REQUIRED WORK.
Check each line of the data, and copy those where "purple" appears.

Content starts

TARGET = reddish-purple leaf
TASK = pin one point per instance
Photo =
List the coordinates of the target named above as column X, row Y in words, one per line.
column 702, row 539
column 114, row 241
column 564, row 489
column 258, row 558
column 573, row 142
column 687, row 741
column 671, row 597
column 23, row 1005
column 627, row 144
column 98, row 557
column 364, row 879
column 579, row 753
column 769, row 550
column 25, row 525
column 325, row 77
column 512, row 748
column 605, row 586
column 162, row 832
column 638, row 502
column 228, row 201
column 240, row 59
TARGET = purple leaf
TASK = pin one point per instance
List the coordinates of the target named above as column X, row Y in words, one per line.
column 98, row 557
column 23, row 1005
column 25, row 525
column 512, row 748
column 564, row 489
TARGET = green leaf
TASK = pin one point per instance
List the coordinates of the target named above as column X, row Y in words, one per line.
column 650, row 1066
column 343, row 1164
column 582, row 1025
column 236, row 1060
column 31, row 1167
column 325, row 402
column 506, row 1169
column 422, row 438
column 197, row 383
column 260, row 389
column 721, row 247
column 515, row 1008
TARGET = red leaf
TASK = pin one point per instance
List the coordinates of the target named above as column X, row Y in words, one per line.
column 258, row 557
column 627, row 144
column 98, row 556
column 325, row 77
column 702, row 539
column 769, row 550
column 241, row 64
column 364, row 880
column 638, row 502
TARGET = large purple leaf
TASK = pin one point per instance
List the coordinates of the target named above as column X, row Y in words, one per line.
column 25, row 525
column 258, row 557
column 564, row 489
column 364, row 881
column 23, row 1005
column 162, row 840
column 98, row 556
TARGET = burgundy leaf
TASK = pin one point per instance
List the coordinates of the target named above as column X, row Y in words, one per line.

Content ends

THE ANSWER.
TARGET = reddish-purple leaf
TARGET = purple leaf
TARGET = large purple leaf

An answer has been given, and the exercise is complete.